Work required | An acceptable answer contains each line of the material, unchanged.

Working data |
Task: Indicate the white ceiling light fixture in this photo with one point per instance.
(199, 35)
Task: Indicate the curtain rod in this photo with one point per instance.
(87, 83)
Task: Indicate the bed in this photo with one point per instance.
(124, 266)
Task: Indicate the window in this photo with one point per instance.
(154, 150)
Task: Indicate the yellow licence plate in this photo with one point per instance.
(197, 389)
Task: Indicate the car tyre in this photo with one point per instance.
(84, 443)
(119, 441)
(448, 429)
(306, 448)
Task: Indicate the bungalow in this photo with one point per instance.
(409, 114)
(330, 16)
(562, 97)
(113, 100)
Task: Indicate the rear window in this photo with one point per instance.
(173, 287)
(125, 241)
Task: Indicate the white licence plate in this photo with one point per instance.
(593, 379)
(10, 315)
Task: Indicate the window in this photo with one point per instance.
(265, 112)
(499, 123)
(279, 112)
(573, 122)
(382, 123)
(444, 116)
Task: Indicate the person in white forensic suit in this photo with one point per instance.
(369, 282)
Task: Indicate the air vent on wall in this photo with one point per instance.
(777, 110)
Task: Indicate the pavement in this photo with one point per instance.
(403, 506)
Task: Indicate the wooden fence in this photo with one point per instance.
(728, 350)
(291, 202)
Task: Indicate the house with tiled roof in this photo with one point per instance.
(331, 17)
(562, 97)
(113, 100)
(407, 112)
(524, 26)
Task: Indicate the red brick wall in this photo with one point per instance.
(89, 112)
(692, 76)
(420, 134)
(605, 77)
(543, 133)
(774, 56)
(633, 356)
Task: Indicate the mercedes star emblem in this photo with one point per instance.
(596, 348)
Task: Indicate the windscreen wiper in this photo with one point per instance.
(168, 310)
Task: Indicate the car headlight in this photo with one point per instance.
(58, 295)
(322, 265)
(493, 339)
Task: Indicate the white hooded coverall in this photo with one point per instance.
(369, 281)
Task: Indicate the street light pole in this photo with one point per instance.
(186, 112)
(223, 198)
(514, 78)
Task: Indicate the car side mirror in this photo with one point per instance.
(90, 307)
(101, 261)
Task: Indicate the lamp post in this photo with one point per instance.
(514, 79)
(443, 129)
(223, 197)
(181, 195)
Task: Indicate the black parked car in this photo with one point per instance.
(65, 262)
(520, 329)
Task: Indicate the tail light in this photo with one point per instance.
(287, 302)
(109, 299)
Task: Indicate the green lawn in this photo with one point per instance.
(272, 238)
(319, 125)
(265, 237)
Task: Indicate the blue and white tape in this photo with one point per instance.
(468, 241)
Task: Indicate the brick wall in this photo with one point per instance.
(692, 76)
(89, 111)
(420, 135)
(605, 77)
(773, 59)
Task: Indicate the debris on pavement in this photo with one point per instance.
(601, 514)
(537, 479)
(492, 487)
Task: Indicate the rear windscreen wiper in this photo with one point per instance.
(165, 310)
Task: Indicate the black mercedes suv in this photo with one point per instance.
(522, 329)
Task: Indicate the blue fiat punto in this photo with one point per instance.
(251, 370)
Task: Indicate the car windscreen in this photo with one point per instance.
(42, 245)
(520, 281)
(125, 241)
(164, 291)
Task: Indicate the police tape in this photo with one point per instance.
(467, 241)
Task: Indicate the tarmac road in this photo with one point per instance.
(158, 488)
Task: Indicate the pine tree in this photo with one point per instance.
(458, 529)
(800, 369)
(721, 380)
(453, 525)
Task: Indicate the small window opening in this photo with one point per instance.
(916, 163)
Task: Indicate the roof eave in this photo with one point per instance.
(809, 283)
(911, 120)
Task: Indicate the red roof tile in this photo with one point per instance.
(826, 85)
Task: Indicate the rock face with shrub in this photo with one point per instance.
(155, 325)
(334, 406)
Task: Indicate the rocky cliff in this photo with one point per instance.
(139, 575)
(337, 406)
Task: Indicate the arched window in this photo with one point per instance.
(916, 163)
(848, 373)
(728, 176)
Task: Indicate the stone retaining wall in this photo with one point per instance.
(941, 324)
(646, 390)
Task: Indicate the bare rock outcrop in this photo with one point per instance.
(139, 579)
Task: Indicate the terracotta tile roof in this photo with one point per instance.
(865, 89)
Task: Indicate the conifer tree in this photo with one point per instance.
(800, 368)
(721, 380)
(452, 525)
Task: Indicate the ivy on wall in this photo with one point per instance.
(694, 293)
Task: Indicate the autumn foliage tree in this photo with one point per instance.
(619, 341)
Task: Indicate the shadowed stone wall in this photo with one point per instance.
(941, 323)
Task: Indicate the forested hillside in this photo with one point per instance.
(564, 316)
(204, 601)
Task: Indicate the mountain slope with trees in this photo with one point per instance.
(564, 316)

Response |
Task: Indicate the white ceiling light fixture in this photo with one point per instance.
(199, 35)
Task: Indicate the curtain rod in this photo with one point per instance.
(87, 83)
Task: Indicate the bed in this photo with one point per instance.
(124, 266)
Task: Indicate the window in this photo with one point per instance.
(154, 150)
Task: Indicate the yellow licence plate in this photo with one point per instance.
(197, 389)
Task: Indicate the car tyre in this photo with one point per instance.
(84, 443)
(119, 441)
(448, 429)
(306, 448)
Task: Indicate the bungalow in this photo with one point per instance.
(409, 114)
(330, 16)
(562, 97)
(113, 100)
Task: Indicate the rear window in this photo with one point per instance.
(173, 287)
(125, 241)
Task: Indicate the white licence plate in this photo with one point per instance.
(593, 379)
(10, 315)
Task: Indicate the window in this photo with one point per instance.
(265, 112)
(499, 123)
(279, 112)
(573, 122)
(382, 123)
(444, 116)
Task: Indicate the person in white forensic suit in this photo with one point per instance.
(369, 282)
Task: Indicate the air vent on wall in this photo with one point per instance.
(777, 110)
Task: Indicate the pavement in this photo with one point per instance.
(403, 506)
Task: Indicate the wooden fence in this photo with one point per instance.
(728, 350)
(291, 202)
Task: Indicate the house with tiled roof in this photo with one point per instance.
(331, 17)
(562, 97)
(113, 100)
(407, 112)
(524, 26)
Task: Indicate the red brick wall in this photo with one point per instance.
(89, 112)
(692, 76)
(420, 134)
(605, 77)
(543, 133)
(774, 56)
(633, 356)
Task: Indicate the mercedes star emblem in this photo with one point per instance.
(596, 348)
Task: Indicate the windscreen wiper in this photo with one point per instance.
(168, 310)
Task: Indicate the car headlight in this photo with one point per instance.
(58, 295)
(322, 265)
(493, 339)
Task: Indicate the white hooded coverall in this photo with one point per instance.
(369, 281)
Task: Indicate the street light pole in this photo with one point per instance.
(186, 112)
(223, 198)
(514, 78)
Task: Indicate the car side mirror in this photo with one point per instance.
(90, 307)
(101, 261)
Task: Indicate the lamp post in this photo with one point per instance.
(514, 79)
(443, 129)
(223, 197)
(181, 195)
Task: Indicate the black parked car in this photo with one point per instance.
(65, 262)
(520, 329)
Task: Indicate the tail light in this photo with one point per instance.
(287, 302)
(109, 299)
Task: Indicate the green lawn in this photo with one point per instance.
(272, 238)
(319, 125)
(265, 237)
Task: Indicate the blue and white tape in this photo with one point per instance.
(468, 241)
Task: Indicate the brick wall in this photo with one point per instance.
(692, 76)
(89, 111)
(420, 135)
(605, 77)
(773, 59)
Task: Indicate the debris on pavement in this photo with one point per instance.
(601, 514)
(537, 479)
(492, 487)
Task: Indicate the rear windscreen wiper in this photo with one point per instance.
(165, 310)
Task: Indicate the black mercedes suv in this photo with one point per instance.
(522, 329)
Task: Indicate the blue fiat punto in this photo with one point per instance.
(251, 370)
Task: Indicate the car windscreen in this photo with one point per instance.
(42, 245)
(520, 281)
(125, 241)
(164, 291)
Task: Indicate the police tape in this photo with one point per instance.
(467, 241)
Task: Indicate the tarmac road in this photo with one point per instance.
(158, 488)
Task: Indicate the pine tree in this photo with one point per instance.
(458, 529)
(800, 369)
(721, 380)
(453, 525)
Task: Indicate the small window opening in this photo with one point per instance.
(916, 163)
Task: Indicate the roof eave in this photo with one point per instance.
(809, 283)
(911, 120)
Task: Indicate the red roof tile in this photo with one point per instance.
(826, 85)
Task: Indicate the rock face with shrub in this photo with one point per instance.
(155, 325)
(334, 406)
Task: Indicate the rocky cliff in this photo with one point per instance.
(139, 575)
(337, 406)
Task: Indicate the arched window in this photo with one point per instance.
(916, 163)
(848, 373)
(728, 176)
Task: Indicate the stone retaining wall in this photo with one point per instance.
(941, 324)
(646, 390)
Task: Indicate the bare rock outcrop in this photo with one point per instance.
(139, 579)
Task: Indicate the terracotta tile roof in this photo with one point per instance.
(865, 89)
Task: Indicate the conifer tree in this photo with one point per instance.
(800, 368)
(721, 380)
(452, 525)
Task: Indicate the ivy on wall in this photo with one point per instance.
(694, 293)
Task: Indicate the autumn foliage tree in this photo with one point per instance.
(619, 341)
Task: Indicate the shadowed stone wall in this photo with one point per instance.
(941, 323)
Task: Indicate the forested hillside in this photo with one point per instance.
(564, 316)
(204, 601)
Task: Indicate the mountain slope with trees in this photo with one point per instance.
(564, 316)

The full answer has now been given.